* [What the exercise asks] Copy the data that follows exactly. Include no pictures.
• • • • • • •
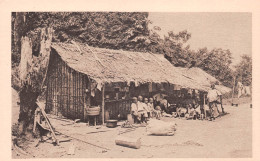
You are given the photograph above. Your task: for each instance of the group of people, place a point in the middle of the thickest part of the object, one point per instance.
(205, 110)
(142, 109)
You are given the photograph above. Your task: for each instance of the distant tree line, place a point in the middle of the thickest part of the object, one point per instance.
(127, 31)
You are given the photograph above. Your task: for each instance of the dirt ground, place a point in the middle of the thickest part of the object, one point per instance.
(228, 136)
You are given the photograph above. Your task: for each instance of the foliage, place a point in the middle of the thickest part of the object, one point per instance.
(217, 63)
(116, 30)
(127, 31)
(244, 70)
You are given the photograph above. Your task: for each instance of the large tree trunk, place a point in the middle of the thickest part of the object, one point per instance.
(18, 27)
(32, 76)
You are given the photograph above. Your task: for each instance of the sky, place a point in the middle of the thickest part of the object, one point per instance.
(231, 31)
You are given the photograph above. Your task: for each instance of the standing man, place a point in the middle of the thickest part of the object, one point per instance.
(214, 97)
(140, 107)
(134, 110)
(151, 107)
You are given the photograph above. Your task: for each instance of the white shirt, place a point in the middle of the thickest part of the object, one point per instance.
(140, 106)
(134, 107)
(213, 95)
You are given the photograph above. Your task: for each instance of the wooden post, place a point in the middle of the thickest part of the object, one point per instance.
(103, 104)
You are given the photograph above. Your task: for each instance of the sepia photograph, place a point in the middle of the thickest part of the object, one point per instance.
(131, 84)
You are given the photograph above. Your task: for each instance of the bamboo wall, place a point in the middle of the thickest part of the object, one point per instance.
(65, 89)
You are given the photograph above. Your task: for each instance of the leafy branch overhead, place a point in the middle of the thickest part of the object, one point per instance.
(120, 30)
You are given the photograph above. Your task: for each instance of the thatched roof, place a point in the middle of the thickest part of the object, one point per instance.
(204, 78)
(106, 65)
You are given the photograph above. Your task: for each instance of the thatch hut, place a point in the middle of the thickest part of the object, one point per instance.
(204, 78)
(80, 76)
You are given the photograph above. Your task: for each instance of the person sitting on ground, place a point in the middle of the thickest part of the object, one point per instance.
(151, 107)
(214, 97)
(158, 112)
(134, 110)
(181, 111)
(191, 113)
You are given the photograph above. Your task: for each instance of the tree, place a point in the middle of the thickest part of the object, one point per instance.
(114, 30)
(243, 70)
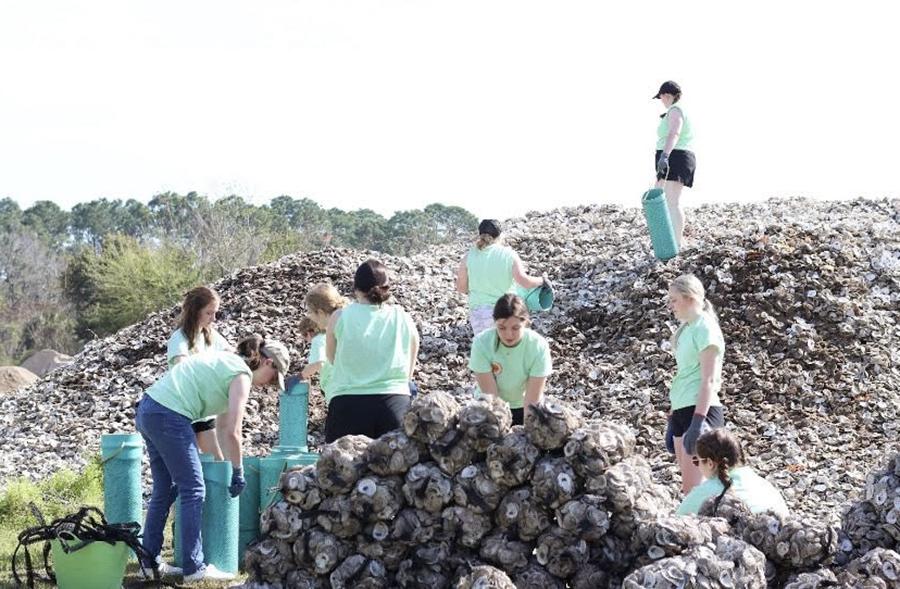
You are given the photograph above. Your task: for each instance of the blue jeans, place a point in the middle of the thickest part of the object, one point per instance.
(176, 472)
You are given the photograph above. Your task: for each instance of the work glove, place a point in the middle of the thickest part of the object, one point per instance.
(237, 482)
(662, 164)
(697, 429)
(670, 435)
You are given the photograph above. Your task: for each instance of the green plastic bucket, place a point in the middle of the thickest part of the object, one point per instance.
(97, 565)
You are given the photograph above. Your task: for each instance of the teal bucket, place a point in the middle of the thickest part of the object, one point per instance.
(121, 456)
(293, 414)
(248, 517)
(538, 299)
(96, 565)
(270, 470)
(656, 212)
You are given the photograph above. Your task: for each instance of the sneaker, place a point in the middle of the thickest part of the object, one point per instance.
• • • • • • •
* [Reply]
You are given the photograph above. Your task: for each instance of the group of people, place a point in the middle of the thickest part of the object, one point per instance.
(205, 110)
(142, 109)
You are given the photograph above. Your task: for each instance of the distant tree line, place a point in the middle of the thickest part of the object, one point per instance.
(127, 31)
You are given the photograph above. Your task: for each instance of the dirt ground, place a point in the middle of the thickest part of the object, one point per instance.
(228, 136)
You are given the photograph above. Your task: for each instance of the foliage, place a point in the middle of the thickest part of the object, one point per instance.
(217, 63)
(116, 30)
(127, 31)
(244, 70)
You are given the photograph above. Your task: for each instance of the large tree trunk, place a point in the middle of the thickest part of the object, one point per instance.
(18, 27)
(32, 76)
You are given the photograph above. Your task: for each instance of the sky, place a point in the middle of the thickest part of the object, one point per instance.
(231, 31)
You are given the photograph above. Your task: for each instance of the standing man, place a point in the middle of the thickest part of the object, one point per instance.
(214, 97)
(140, 107)
(134, 110)
(151, 107)
You are given the photograph above. Your task: for each instance of the white shirt, place a point in the middle of the thickest part of the object, one point per instance.
(140, 106)
(134, 107)
(213, 95)
You are given the photograph above. Your task: for each instance of the wooden post, place a point in the middle of the thickest part of the object, one point per instance.
(103, 104)
You are given the photograph above. Your task: for each instance of the sepia photograph, place a point in the middle of the thickest part of the object, one point per instance.
(131, 84)
You are given the photograph above. Your task: for each instance of the bamboo wall, place a point in the middle of the thickest part of the object, one point per instance.
(65, 89)
You are given the photograph above. Your task: for each instance of the leafy branch overhead, place a point in the middle of the thickest part of the object, one point per instance.
(120, 30)
You are given the photograph above. Your task: for each instance of the thatched roof, place a point in the middle of the thickest part of the object, one point per instance.
(204, 78)
(106, 65)
You are given the photograph above. Your task: for each instance of the thatch hut, place a point in the middle of the thickest part of the object, one point per instance.
(204, 78)
(80, 76)
You are given the photograph above. Your task: for each instance of the person sitting on ground, place a point in the middle of the thickest part of the object, one point per instance.
(151, 107)
(214, 97)
(158, 112)
(134, 110)
(181, 111)
(191, 113)
You are given the photograph above. Your task: for each instance of the tree, place a point in the middle of the thickest part of the object, one point per instance.
(114, 30)
(243, 70)
You are given the photograph above. Your task: for each instance of the blue jeans, place a point in the middle of the thickest part of the object, one point per instance.
(176, 472)
You are given the photograph above. Your task: for each instance of the work glove, place a point in the middle of the thickest part of the object, one point per instance.
(237, 482)
(662, 164)
(697, 429)
(670, 435)
You are given the photograph above. Your task: for each instance of the green plastic bucket, place a point in the middle of the thickest part of the object, one point per instance.
(97, 565)
You are given the photograph above. Your task: for each instance of the teal bucket, place a point in the middle of the thickest part of the object, one point per instance.
(121, 456)
(293, 414)
(248, 517)
(538, 299)
(96, 565)
(270, 470)
(656, 212)
You are given the photograph above. Your task: for each instance of the sneaker, place a point in the middle of the thickest part of the object, one point per instance.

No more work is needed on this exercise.